But first, electricity generation has to be decarbonised. In 2019, figures from the BEIS show, from a total 323.7 TWh of generation, Coal and Gas generated 133.4 TWh.
Coal and natural gas (NG) have to go! Biomass for the environmental abomination that it is, should go also! And, maybe by 2100, in a UK powered solely by low-carbon electricity and GH2, there will be no need either for environmentally-impacting, conventional and pumped hydroelectricity.

The Intermittency Problem carves away at the low carbon credentials of WASPPs because, as detractors point out, NG power plants are needed for when the Sun don’t shine and the wind don’t blow. But at present, proponents invariably counter this with — NG power plants are there anyway, to make up the capacity of electricity generation needed.

But there’s no doubting, when it’s night time and wind generation collapses, gas take the strain, generating 68X more despatchable electricity than wind and solar combined. Note also: As can be seen, ‘shuttered’ coal power plants had to be brought back on line to cope.

Of necessity to meet net-zero, NG will have to disappears, meaning the backup power plants for WASPPs will have to be GH2-powered. That GH2 has to be manufactured by WASPPs when generation exceeds demand, stored in huge volumes in salt caverns and, when demand exceeds WASPP generation, the backup plants are fired up. By 2050, the cost of that GH2 fuel is predicted to be down to the cost of today’s grey-hydrogen.

This ‘process’ is known as power-to-gas-to-power (P2G2P) and it carries a burden of extremely low efficiency: “…Ten megawatt-hours of generated power in the beginning makes about three megawatt-hours of usable power by the time it is reconverted back to electricity for consumption…”. The installed capacity of WASPPs has to be so much greater to make up for that ‘missing’ 70%.


So the stage is set to put some cost figures on the capital investment needed to decarbonise electricity generation by 2050 using WASPPs+ GH2. And not forgetting to add the cost of the GH2 fuel
In December 2050, the Committee on Climate Change (CCC) published:
The Sixth Carbon Budget: The UK’s Path to Net Zero.

Page 60 introduces: The Balanced Pathway to Net Zero for the UK. Page 67 states by 2050, electricity demand may see a doubling or even trebling of the 323.7 TWh present day figure. And, The installed capacity of offshore wind will rise to between 65 GW and 125 GW. Page 68 settles at the average figure:
Offshore Wind by 2050: 95 GW.

Right now, Seagreen offshore wind farm is in the throws of construction. Its 1.075 GW of installed capacity utilises 10MW wind turbine generators (WTGs). To meet the 95 GW target, 88 South Kyle-sized offshore windfarms would have to be installed at the rate of 3 per year. With an overnight capital cost (OCC) of £3.0 billion each, the total OCC is £264 billion which, spread over the 25 years lifespan of WTGs, equates to:
£10.56 billion per year.
Page 134 introduces Part 4: Electricity generation.
Page 135 gets right to the point with Solar generation. Installing 3 GW per year for the 30 years to 2050, totals 90 GW of installed solar capacity. It states this will be capable of generating 85 TWh per year in 2050 and this works back to a capacity factor (CF) of ~11%, which is the typical, low performance figure for solar in temperate zones.

» Objective A
Pull out every line of the entries that contains the string "with". Case counts.

» Data for this exercise
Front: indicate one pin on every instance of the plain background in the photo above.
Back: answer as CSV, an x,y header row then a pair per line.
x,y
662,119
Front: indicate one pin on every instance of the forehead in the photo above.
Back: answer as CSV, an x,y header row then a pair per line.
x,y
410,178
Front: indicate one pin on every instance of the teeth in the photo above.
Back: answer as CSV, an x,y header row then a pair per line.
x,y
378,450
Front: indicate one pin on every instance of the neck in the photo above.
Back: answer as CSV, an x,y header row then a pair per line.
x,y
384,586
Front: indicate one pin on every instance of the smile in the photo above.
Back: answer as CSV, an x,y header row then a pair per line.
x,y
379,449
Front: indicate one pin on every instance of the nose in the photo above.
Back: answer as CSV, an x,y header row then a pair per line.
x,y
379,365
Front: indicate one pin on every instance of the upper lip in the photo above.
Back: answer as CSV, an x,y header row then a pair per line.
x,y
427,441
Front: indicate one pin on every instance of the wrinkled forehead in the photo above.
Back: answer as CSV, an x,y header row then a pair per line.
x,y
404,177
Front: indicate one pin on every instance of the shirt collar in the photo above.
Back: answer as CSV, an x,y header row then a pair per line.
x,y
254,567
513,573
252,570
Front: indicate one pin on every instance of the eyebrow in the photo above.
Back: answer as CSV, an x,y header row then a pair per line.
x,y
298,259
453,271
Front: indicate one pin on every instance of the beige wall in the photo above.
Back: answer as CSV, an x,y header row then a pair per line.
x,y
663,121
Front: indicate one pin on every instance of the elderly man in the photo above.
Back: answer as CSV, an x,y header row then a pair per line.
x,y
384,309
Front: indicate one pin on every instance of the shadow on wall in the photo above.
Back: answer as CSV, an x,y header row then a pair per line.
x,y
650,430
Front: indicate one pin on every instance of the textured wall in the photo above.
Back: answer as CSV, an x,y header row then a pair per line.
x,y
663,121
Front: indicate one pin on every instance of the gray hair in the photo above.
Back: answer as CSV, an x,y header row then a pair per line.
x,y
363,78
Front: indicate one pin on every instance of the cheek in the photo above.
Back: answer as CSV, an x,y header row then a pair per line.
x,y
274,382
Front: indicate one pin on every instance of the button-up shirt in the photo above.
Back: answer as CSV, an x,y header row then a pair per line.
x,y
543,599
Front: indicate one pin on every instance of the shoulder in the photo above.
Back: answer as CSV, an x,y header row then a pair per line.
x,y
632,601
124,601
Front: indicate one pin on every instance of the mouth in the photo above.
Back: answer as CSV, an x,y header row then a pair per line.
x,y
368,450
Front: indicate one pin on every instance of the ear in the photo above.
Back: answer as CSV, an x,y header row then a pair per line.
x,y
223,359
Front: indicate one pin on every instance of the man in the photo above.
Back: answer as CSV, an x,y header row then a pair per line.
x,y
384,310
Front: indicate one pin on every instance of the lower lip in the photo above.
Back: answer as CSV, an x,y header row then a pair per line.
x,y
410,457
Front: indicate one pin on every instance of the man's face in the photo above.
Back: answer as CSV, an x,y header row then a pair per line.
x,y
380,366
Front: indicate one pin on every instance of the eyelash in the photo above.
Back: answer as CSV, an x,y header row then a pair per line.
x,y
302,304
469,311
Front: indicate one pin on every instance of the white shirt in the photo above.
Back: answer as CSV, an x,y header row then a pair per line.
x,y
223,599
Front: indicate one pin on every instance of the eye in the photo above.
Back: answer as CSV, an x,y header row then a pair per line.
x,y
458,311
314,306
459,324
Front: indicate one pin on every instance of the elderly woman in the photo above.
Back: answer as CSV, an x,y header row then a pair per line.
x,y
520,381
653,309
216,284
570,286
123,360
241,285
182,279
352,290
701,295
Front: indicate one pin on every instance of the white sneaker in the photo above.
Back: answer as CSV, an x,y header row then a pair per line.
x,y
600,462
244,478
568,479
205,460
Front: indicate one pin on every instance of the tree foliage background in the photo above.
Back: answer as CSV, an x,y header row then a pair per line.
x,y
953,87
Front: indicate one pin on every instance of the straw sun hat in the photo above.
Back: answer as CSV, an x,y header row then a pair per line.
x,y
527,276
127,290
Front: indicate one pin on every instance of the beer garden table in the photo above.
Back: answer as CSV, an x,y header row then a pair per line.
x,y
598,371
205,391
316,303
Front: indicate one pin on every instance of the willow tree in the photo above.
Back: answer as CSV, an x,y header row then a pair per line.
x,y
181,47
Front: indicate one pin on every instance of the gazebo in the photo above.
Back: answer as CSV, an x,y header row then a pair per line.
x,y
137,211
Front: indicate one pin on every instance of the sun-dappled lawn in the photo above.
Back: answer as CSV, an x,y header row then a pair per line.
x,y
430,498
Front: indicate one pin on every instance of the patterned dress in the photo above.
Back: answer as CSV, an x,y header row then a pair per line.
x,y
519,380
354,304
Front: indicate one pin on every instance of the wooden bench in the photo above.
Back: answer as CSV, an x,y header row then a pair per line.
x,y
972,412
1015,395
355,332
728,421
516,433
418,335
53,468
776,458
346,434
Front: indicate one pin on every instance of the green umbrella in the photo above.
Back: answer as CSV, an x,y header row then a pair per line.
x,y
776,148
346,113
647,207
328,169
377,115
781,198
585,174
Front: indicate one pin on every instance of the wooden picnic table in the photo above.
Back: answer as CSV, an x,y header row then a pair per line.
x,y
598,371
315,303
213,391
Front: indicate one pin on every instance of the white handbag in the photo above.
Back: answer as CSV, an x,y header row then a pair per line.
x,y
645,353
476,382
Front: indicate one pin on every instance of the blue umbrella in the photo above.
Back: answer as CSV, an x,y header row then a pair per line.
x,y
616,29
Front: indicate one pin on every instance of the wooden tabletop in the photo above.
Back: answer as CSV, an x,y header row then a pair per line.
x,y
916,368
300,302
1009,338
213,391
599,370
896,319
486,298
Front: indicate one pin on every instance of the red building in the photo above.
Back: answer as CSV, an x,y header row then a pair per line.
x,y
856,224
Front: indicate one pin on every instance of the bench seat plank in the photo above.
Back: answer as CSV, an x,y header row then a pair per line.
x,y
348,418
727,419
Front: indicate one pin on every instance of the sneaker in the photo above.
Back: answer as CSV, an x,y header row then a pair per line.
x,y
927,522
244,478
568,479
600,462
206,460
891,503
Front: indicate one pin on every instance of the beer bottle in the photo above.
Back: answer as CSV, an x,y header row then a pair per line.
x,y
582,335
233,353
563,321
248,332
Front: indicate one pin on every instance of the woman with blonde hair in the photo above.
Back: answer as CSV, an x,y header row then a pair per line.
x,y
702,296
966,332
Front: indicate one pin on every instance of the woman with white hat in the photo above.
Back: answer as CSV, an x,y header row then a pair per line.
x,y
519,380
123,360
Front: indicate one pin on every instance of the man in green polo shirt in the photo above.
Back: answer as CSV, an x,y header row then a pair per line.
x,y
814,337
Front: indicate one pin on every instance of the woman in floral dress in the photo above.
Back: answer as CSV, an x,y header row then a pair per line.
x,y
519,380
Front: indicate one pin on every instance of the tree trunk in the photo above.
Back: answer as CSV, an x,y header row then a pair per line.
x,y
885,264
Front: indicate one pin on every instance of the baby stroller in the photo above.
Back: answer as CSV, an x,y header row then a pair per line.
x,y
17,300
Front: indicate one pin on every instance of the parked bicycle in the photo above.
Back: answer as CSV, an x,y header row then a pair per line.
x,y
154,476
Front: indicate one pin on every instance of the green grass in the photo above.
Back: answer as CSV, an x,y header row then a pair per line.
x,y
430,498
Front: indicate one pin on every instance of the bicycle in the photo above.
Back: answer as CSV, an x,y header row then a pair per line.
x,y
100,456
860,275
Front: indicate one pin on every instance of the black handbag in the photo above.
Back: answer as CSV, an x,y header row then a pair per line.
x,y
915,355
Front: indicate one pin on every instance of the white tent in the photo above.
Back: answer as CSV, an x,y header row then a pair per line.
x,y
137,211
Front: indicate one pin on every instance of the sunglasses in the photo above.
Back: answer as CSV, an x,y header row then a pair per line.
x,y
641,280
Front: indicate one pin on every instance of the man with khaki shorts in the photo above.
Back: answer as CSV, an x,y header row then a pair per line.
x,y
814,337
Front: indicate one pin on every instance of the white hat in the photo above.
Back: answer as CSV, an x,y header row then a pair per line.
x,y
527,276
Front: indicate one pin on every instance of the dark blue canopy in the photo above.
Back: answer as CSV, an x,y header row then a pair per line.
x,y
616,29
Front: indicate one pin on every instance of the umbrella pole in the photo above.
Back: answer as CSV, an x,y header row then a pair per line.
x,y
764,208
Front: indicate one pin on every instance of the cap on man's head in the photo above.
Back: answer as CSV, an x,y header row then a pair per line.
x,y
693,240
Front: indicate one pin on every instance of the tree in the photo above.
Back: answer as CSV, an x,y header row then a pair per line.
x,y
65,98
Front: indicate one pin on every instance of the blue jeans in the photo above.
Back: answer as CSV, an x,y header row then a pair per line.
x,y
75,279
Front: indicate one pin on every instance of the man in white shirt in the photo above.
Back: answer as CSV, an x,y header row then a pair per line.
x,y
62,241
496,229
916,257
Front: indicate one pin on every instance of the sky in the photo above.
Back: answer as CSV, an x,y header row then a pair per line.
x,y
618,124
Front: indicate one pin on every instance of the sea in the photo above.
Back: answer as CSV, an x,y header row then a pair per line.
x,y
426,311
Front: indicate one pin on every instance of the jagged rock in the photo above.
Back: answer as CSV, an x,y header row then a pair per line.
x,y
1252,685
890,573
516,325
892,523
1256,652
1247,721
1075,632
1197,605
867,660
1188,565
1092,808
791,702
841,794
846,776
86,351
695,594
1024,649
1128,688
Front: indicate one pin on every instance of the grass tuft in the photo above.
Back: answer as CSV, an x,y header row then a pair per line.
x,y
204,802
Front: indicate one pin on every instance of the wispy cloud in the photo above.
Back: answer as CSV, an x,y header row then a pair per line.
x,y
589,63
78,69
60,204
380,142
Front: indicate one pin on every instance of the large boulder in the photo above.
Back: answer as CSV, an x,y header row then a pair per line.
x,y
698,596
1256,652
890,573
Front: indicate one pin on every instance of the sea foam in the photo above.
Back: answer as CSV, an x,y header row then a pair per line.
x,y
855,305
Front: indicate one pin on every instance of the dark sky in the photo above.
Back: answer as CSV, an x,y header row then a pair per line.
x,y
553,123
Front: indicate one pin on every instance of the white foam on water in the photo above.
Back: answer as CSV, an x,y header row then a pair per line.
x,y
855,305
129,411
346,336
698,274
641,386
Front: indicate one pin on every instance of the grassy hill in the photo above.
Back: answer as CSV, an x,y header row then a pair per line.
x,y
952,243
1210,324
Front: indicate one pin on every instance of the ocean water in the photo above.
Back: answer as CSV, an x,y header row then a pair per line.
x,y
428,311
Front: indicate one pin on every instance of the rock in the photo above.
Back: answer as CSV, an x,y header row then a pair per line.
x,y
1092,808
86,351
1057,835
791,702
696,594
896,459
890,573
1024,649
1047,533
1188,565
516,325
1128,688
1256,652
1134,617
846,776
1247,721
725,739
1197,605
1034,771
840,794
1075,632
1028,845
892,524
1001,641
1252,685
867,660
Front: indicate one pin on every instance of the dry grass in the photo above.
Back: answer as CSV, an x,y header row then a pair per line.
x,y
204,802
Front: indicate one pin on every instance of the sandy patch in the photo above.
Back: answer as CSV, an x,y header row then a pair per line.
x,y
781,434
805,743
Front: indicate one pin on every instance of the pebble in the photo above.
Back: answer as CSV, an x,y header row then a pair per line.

» Objective B
In the piece on decarbonizing UK electricity, what installed offshore wind capacity does page 68 settle on for 2050?

» Output A
Front: indicate one pin on every instance of the woman with blonde hair in the photo above.
Front: indicate one pin on every instance of the woman with white hat in the photo above.
Front: indicate one pin on every instance of the man with khaki shorts in the photo above.

» Output B
95 GW.